Problem requirements: Write out, word for word, the lines of the data starting with the line that contains "Where can the blurred green" and going on through the end of the data, with both ends included. Leave the pictures out of your answer.
========================
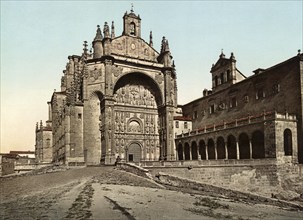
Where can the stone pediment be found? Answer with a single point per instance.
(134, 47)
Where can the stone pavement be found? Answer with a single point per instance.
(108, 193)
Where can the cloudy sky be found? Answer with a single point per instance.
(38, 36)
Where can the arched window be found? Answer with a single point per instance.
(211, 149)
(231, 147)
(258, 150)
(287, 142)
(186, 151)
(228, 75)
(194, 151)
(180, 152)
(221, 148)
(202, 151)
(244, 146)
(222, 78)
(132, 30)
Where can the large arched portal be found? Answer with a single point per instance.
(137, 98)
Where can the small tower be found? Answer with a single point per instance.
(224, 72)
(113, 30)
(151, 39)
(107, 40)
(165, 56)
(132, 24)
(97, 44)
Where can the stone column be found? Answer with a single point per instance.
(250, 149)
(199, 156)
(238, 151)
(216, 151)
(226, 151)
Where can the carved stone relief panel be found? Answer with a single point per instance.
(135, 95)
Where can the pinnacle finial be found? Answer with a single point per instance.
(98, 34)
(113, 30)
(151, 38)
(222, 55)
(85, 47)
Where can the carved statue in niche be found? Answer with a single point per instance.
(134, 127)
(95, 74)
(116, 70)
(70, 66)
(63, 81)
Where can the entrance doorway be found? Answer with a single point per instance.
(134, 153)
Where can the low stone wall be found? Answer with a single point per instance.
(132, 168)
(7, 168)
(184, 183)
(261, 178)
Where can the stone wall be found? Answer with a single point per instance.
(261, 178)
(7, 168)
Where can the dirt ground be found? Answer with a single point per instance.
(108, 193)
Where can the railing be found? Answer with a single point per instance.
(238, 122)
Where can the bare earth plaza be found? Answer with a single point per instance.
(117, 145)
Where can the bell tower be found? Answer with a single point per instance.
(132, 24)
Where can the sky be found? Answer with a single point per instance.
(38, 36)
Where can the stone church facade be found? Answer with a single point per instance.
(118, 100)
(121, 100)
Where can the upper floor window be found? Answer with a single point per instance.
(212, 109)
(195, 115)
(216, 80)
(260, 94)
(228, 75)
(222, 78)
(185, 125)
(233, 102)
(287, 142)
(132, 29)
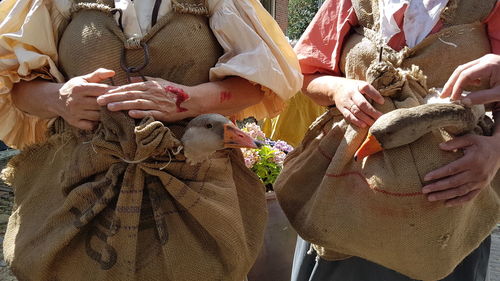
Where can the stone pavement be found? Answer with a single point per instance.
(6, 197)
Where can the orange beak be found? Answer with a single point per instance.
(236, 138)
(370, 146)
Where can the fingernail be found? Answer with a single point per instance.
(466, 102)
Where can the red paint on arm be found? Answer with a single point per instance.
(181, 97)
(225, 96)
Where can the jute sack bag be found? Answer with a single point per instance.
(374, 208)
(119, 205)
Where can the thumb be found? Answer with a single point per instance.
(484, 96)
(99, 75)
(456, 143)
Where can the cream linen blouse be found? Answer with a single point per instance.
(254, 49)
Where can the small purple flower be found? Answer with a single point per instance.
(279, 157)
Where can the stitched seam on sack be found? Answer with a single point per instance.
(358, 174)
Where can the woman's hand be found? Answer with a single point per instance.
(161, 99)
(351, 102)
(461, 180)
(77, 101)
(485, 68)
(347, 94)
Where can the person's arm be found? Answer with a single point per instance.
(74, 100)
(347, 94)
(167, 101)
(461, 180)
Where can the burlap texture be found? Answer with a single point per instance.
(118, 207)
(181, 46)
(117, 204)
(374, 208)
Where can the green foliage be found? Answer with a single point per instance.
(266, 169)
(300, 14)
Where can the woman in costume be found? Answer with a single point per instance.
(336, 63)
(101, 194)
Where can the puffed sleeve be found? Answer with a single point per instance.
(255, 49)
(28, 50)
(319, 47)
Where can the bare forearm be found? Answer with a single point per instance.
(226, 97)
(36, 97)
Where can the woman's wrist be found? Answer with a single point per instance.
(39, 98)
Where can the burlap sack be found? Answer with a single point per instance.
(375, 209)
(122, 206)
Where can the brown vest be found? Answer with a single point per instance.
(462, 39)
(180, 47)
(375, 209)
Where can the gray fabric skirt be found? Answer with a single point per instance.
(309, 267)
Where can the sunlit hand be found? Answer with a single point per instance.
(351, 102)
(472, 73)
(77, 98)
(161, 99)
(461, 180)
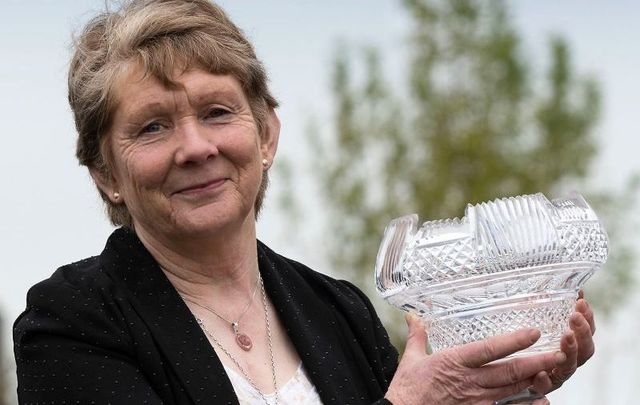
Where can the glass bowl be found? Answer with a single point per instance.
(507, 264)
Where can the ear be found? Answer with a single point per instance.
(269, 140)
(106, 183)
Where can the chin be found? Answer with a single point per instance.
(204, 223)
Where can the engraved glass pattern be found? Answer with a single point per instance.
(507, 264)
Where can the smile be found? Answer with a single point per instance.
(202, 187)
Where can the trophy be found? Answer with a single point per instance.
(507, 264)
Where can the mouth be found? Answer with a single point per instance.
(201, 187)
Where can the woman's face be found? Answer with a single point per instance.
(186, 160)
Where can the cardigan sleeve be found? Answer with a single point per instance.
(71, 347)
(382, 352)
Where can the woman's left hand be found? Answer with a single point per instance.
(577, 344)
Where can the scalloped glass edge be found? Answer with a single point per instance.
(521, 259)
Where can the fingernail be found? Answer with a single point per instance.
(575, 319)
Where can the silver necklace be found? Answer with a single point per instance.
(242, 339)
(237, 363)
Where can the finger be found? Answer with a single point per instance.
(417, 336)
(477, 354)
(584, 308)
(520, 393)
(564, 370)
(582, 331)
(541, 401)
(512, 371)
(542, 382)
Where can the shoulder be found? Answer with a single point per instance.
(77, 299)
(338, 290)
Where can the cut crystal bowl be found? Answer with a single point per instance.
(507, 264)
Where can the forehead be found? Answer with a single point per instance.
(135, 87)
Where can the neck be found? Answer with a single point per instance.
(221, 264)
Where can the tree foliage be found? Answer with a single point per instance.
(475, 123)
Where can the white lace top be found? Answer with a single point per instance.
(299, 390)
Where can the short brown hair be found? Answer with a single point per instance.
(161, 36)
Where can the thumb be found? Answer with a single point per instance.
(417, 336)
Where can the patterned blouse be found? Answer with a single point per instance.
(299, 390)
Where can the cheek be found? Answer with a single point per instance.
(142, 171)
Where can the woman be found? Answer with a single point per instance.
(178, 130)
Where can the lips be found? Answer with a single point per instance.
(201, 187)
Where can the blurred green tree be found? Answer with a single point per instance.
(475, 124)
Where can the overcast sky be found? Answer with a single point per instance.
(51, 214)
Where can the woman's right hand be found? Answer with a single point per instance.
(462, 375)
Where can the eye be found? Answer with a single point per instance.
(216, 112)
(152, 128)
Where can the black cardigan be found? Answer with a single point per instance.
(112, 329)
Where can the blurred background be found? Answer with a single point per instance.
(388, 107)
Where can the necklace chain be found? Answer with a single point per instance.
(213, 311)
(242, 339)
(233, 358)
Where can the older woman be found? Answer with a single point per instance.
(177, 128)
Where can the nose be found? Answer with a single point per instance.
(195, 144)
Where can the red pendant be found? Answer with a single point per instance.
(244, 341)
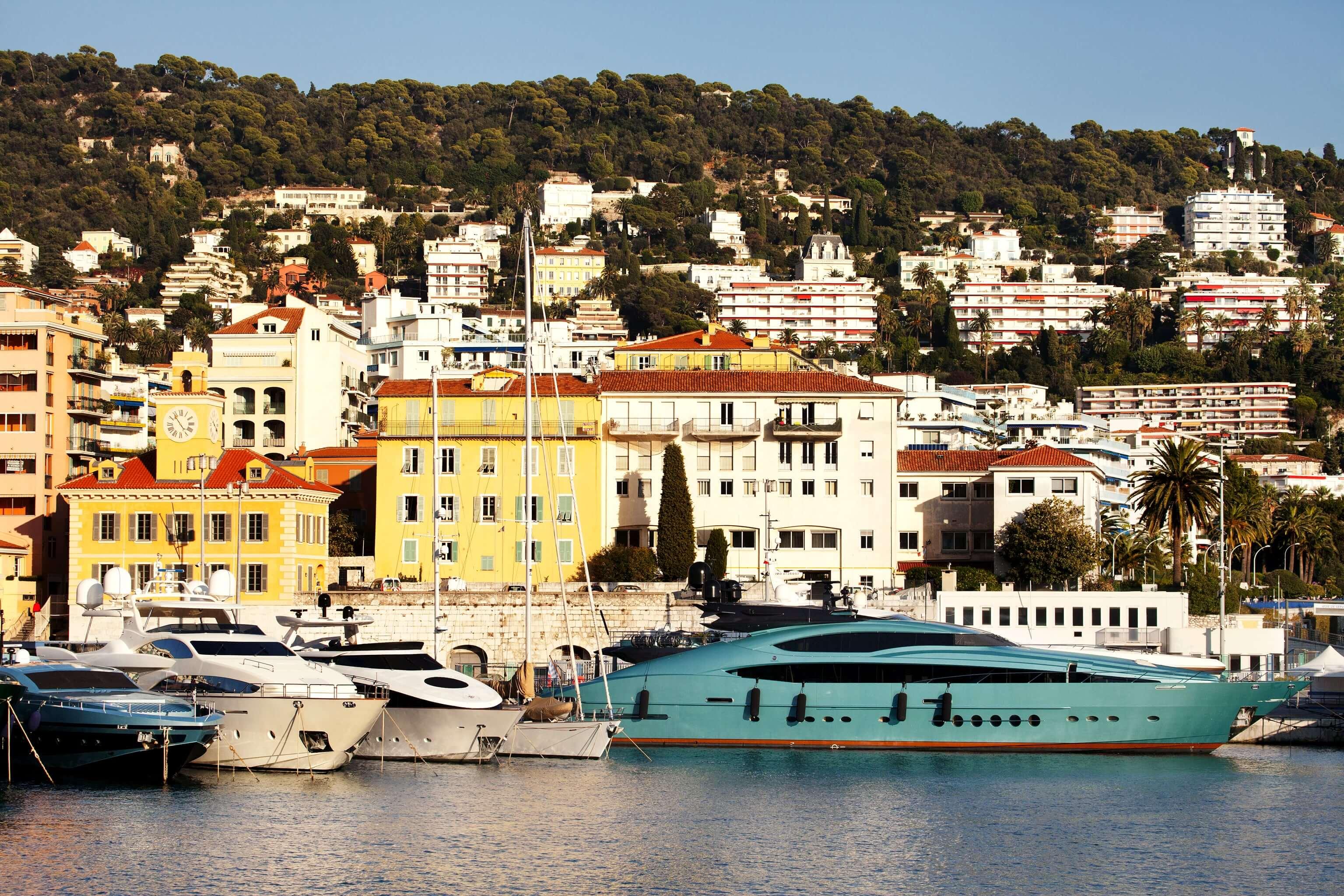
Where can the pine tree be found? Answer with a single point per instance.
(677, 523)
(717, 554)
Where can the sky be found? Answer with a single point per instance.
========================
Task response:
Where can the blurred green tree be found? Answer with a single point per instance.
(475, 124)
Where can the overcast sky be found? Answer with a single point per instance.
(51, 214)
Where can the woman's right hand be found? Answer with a single point per instance.
(462, 375)
Where can the eye be found? Answer with a single point per instance.
(216, 112)
(152, 128)
Where can the black cardigan be found? Answer with a single point per instance.
(112, 329)
Where can the blurred background be found? Answer with a single point per instance.
(388, 107)
Where can the necklace chain be found? Answer with a single point per instance.
(213, 311)
(242, 339)
(233, 358)
Where can the older woman be found? Answer with a single point per instance.
(177, 128)
Where can the nose be found? Answer with a single point per instance.
(195, 144)
Where can the red pendant be found? Answer with a single point per instance.
(244, 341)
Where can the pine tree be found? Answer with a single point per instance.
(677, 523)
(717, 554)
Where can the sky be found? Answer with a single point per instance.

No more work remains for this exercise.